TASK LIST:
a: Answer these questions about the post on defining ableism, marking each answer like its question:
(i) When did the writer start having seizures, and what caused them?
(ii) What did the state of Maine do to the man who ended up in the mental health system during a crisis?
(iii) According to the post, what two things does language do to ableism?
b: Write the next few paragraphs of the post on defining ableism, picking up after its final sentence.

READING TEXT:
^^^^^^^^^^^^^^^^

Wednesday, November 18, 2015

Defining Ableism

Defining Ableism

Note: This is U.S.-centric

***

Sometimes it feels hard to define ableism when it is all around us and everywhere and so much more than language. Language contributes to, and perpetuates, ableism. Ableist acts can include language.

But I keep thinking of the time in Fall 2013 when I started having seizures from a medication interaction. The seizures were atypical. No one knew what they were, least of all me, too out of it to tell that something was actually terribly wrong.

What I most vividly recall is not even the night I had my worst episode, but the day after, when my friend and I talked about it and she'd been terrified to call 911 because of the way I was presenting. Because I was slurring incoherently like I was having some sort of non-neurological or physically based episode, and she knew what happens to people in the psychiatric systems if they go wrong. She knew the way I was presenting would land me in the psych ward.

More drastically, I think of the man who ended up in the mental health system during a crisis, and the state of Maine put his cat down and sold his home.

When we have to be so afraid of our psychiatric system...? That's the result of ableism.

^^^^^^^^^^^^^^^^

Dataset entries:
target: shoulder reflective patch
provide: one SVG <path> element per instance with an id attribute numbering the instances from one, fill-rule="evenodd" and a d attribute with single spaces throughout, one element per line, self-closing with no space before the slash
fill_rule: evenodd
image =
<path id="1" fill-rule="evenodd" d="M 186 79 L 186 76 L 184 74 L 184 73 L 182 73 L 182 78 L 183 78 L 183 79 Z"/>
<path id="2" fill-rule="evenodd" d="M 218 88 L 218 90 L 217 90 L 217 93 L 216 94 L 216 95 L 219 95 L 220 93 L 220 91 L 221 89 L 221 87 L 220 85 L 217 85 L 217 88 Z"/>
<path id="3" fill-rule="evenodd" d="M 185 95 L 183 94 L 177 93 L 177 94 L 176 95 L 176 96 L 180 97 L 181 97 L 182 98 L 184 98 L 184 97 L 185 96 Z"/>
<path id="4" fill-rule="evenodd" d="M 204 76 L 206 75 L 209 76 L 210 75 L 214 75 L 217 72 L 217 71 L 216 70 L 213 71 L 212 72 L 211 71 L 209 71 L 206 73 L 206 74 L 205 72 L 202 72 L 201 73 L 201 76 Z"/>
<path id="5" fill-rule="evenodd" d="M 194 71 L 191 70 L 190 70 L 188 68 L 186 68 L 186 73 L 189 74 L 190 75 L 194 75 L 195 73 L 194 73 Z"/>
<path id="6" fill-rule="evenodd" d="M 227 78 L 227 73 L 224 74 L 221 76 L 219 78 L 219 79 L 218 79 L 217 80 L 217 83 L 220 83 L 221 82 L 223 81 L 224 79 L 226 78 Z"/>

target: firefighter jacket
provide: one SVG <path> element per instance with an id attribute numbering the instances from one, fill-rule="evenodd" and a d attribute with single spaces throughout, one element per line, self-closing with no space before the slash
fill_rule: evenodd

^^^^^^^^^^^^^^^^

LIST OF ANSWERS:
a:
(i) In Fall 2013, from a medication interaction.
(ii) It put his cat down and sold his home.
(iii) It contributes to and perpetuates ableism.

b:
Sometimes I think about all the dead and murdered people too, like Dustin Hicks, a recent one close to home. My chapter just had to write a statement on it. The news outlets declined to even reply to my encouragement to publish all or part of the statement. One news report discussed his mother and reasons why she might want to kill him. None mentioned that he deserved to live, or that his death was a tragedy. We know almost nothing about him.

When we have to issue statements over and over again urging people to report responsibly and call our deaths, not our lives, tragedies? That's the result of ableism.

I think of all the various intersections we have between other identities, too. We are not a monolith. I think of the many, many people of color with disabilities who face racism and ableism, sometimes with deadly or injurious consequences. I think of the #FreeNeli campaign, and how long it took many of us white folks to start tweeting on it after the initial call for tweets. I think of Neli himself, unjustly incarcerated for being black and autistic, in isolation. The governor finally did issue a conditional pardon.

I think of Kayleb Moon-Robinson, one of the many students of color and students with disabilities disproportionately referred to law enforcement. An eleven-year-old charged with a felony. The school to prison pipeline is real...

I think of those of us who hold many identify facets, like being LGBTQ+, a person of color, a religious minority, as well as being disabled.

When we have those intersections meet in a dangerous way, amplified by multiple marginalized identities, the ableism and other -isms and -phobias become intertwined, and not the result of purely ableism. These intersections matter.

I think of how someone got kicked out of their house by their roommates for being autistic.


I think of history, too. I think of the sordid history of locking people with psychiatric disabilities, intellectual disabilities, and developmental disabilities in institutions...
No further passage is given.